What to do: Write out each line exactly as it stands, please.

— Begin Provided data —

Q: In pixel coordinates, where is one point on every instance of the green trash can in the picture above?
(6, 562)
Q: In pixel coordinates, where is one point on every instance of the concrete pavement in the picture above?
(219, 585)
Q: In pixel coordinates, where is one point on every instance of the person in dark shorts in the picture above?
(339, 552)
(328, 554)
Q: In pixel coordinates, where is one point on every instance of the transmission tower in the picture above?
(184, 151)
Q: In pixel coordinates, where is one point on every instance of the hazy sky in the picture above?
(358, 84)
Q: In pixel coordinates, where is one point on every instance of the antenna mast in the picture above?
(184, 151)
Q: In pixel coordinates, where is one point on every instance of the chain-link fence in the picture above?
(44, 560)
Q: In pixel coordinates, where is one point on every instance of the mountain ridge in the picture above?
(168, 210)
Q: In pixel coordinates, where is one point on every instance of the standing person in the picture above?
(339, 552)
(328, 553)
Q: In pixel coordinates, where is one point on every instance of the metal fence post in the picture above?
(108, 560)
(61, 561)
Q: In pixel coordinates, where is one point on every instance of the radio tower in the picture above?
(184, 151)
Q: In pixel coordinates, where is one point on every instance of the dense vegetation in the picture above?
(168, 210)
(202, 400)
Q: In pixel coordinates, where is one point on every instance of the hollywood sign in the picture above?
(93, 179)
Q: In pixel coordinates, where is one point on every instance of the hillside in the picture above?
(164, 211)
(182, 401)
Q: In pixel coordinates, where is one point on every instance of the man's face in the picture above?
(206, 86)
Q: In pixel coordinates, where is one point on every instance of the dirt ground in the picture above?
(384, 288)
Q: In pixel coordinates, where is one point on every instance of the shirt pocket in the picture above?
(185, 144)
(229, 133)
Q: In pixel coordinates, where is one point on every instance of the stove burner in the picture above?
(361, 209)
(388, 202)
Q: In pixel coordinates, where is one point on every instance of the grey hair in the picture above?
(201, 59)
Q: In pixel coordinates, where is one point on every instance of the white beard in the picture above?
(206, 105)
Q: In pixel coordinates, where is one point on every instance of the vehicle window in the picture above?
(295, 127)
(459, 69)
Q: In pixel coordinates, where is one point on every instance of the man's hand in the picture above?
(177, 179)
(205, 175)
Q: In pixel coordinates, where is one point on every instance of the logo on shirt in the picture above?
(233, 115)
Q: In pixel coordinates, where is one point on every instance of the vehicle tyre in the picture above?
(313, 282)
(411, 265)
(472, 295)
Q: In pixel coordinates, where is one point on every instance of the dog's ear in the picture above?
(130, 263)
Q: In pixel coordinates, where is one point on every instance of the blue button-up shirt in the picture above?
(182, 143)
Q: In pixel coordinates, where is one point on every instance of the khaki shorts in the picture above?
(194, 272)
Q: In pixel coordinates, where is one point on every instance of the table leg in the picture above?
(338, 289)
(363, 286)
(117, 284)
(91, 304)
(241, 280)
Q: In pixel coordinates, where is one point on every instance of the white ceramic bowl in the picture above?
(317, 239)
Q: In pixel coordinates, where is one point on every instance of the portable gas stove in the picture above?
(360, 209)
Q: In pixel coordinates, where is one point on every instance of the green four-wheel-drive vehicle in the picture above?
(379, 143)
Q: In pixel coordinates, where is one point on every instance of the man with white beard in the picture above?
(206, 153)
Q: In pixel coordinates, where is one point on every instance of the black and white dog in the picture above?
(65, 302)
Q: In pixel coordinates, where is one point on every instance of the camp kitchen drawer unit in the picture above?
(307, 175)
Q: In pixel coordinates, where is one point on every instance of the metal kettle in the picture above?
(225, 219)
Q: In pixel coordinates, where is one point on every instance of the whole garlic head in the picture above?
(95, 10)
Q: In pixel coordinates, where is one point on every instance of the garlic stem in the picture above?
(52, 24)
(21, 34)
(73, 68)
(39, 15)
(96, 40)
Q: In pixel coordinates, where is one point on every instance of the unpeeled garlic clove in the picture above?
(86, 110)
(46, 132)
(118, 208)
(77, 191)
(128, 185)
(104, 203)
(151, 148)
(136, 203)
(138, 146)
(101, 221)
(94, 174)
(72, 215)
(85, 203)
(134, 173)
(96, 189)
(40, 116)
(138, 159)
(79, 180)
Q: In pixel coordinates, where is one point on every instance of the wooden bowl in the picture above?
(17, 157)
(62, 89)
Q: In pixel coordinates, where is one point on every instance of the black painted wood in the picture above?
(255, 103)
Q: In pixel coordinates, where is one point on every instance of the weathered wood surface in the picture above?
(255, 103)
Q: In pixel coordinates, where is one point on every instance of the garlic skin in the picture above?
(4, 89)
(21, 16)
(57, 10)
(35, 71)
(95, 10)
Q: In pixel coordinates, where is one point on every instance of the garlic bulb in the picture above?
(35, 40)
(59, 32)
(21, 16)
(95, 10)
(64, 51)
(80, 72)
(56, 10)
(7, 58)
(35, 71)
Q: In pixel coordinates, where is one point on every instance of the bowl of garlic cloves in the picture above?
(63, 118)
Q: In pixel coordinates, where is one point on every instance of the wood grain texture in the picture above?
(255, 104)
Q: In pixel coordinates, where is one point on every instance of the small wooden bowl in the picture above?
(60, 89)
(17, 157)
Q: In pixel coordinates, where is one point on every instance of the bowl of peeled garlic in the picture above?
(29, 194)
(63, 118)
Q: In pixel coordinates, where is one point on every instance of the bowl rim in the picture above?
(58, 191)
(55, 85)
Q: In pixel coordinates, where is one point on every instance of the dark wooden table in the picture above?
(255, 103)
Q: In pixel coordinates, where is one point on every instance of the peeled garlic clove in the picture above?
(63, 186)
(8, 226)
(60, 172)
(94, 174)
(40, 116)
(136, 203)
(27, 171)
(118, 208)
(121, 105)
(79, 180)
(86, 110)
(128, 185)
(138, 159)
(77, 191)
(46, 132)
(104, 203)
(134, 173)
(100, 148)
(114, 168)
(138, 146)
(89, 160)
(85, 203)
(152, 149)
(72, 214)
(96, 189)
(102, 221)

— End Provided data —

Written reply:
Q: In pixel coordinates, where is one point on every instance of the green trash can in the picture above?
(6, 562)
Q: In pixel coordinates, where is one point on every instance of the concrete pavement in the picture above?
(219, 585)
Q: In pixel coordinates, where is one point on every instance of the person in dark shorts in the picture above?
(339, 552)
(328, 554)
Q: In pixel coordinates, where is one point on every instance of the transmission tower in the picture above?
(184, 151)
Q: In pixel coordinates, where is one point on every instance of the hazy sky in the picture above?
(358, 84)
Q: In pixel coordinates, where is one point on every instance of the antenna mast in the picture above?
(184, 151)
Q: In pixel coordinates, where is one point on every instance of the chain-link fence in the picture above?
(44, 560)
Q: In pixel coordinates, where is one point on every instance of the mountain ridge in the picture above?
(168, 210)
Q: In pixel coordinates, where is one point on every instance of the standing person in the picture above?
(339, 552)
(328, 553)
Q: In pixel coordinates, where is one point on every instance of the metal fence post in the picture above?
(108, 560)
(61, 561)
Q: In pixel coordinates, where is one point on every instance of the radio tower in the picture above?
(184, 151)
Q: In pixel coordinates, where is one point on every instance of the dense vegetation in the picture above?
(168, 210)
(202, 400)
Q: In pixel coordinates, where is one point on every instance of the hollywood sign in the picture above?
(93, 179)
Q: In pixel coordinates, where is one point on every instance of the hillside in the picture above?
(164, 211)
(182, 401)
Q: In pixel coordinates, where is one point on every instance of the man's face in the picture above?
(206, 86)
Q: In pixel coordinates, where is one point on every instance of the dirt ground in the picture above?
(384, 288)
Q: In pixel coordinates, where is one point on every instance of the shirt pocket in the picture above?
(185, 144)
(229, 133)
Q: In pixel coordinates, where is one point on every instance of the stove burner in the picture above?
(361, 209)
(388, 202)
Q: In pixel coordinates, where is one point on every instance of the grey hair in the picture above?
(201, 59)
Q: In pixel coordinates, where is one point on every instance of the white beard in the picture above?
(206, 105)
Q: In pixel coordinates, where is one point on every instance of the vehicle window in the picture above?
(295, 127)
(459, 69)
Q: In pixel coordinates, where is one point on every instance of the man's hand in the picture above?
(177, 179)
(205, 175)
Q: In pixel coordinates, where is one point on every instance of the logo on shirt in the picture above?
(233, 115)
Q: In pixel coordinates, where is one point on every instance of the vehicle tyre in the picture above?
(313, 282)
(411, 265)
(472, 295)
Q: In pixel coordinates, where is one point on every instance of the dog's ear in the picture above?
(130, 263)
Q: In pixel coordinates, where is one point on every instance of the blue button-up shirt in the picture above?
(182, 143)
Q: In pixel coordinates, where is one point on every instance of the khaki shorts in the picture above?
(194, 272)
Q: In pixel coordinates, where is one point on every instance of the table leg in the picture above?
(338, 289)
(363, 286)
(117, 284)
(91, 304)
(241, 280)
Q: In pixel coordinates, where is one point on every instance of the white ceramic bowl in the picture above?
(317, 239)
Q: In pixel coordinates, where is one point on every instance of the portable gas stove in the picture above?
(360, 209)
Q: In pixel coordinates, where is one point on every instance of the green four-wheel-drive vehicle in the picture above?
(379, 143)
Q: In pixel coordinates, where is one point on every instance of the man with white beard in the picture above?
(206, 153)
Q: In pixel coordinates, where is one point on every instance of the black and white dog in the picture above?
(65, 302)
Q: In pixel coordinates, where is one point on every instance of the camp kitchen drawer unit in the picture above?
(307, 175)
Q: In pixel coordinates, where is one point on every instance of the metal kettle in the picture above?
(225, 219)
Q: In pixel coordinates, where is one point on every instance of the whole garlic head in the picture above?
(95, 10)
Q: In pixel coordinates, where is one point on every instance of the garlic stem in the picture above?
(52, 24)
(21, 34)
(73, 68)
(39, 15)
(96, 40)
Q: In pixel coordinates, where is one point on every instance of the unpeeled garlic clove in the picture above?
(86, 110)
(46, 132)
(118, 208)
(77, 191)
(128, 185)
(104, 203)
(151, 148)
(136, 203)
(138, 146)
(101, 221)
(94, 174)
(72, 215)
(85, 203)
(134, 173)
(96, 189)
(40, 116)
(138, 159)
(79, 180)
Q: In pixel coordinates, where is one point on every instance of the wooden bowl in the picture above?
(17, 157)
(62, 89)
Q: In pixel coordinates, where is one point on every instance of the black painted wood in the picture above?
(255, 103)
Q: In pixel coordinates, where is one point on every instance of the weathered wood surface in the picture above?
(255, 103)
Q: In pixel coordinates, where is one point on every instance of the garlic skin in the picture above?
(4, 89)
(21, 16)
(57, 10)
(35, 71)
(95, 10)
Q: In pixel coordinates, where is one point on every instance of the garlic bulb in the picture above?
(35, 40)
(59, 32)
(21, 16)
(95, 10)
(64, 51)
(80, 72)
(56, 10)
(7, 58)
(35, 71)
Q: In pixel coordinates, where is one point on every instance of the bowl of garlic cloves in the picture above?
(63, 118)
Q: In pixel coordinates, where is one point on every instance of the wood grain texture in the picture above?
(255, 104)
Q: In pixel coordinates, where is one point on every instance of the small wooden bowl in the picture above?
(60, 89)
(17, 157)
Q: In pixel coordinates, where is one point on every instance of the bowl of peeled garlic in the picture above?
(29, 194)
(63, 118)
Q: In pixel coordinates, where is one point on every instance of the bowl rim in the picture above?
(58, 191)
(55, 85)
Q: In pixel coordinates, where is one point on every instance of the dark wooden table in the picture above?
(255, 103)
Q: In pixel coordinates, where is one point on every instance of the peeled garlic clove in the picture above?
(63, 186)
(8, 226)
(60, 172)
(94, 174)
(40, 116)
(136, 203)
(27, 171)
(118, 208)
(121, 105)
(79, 180)
(86, 110)
(128, 185)
(138, 159)
(77, 191)
(46, 132)
(104, 203)
(134, 173)
(100, 148)
(114, 168)
(138, 146)
(89, 160)
(85, 203)
(152, 149)
(72, 214)
(96, 189)
(102, 221)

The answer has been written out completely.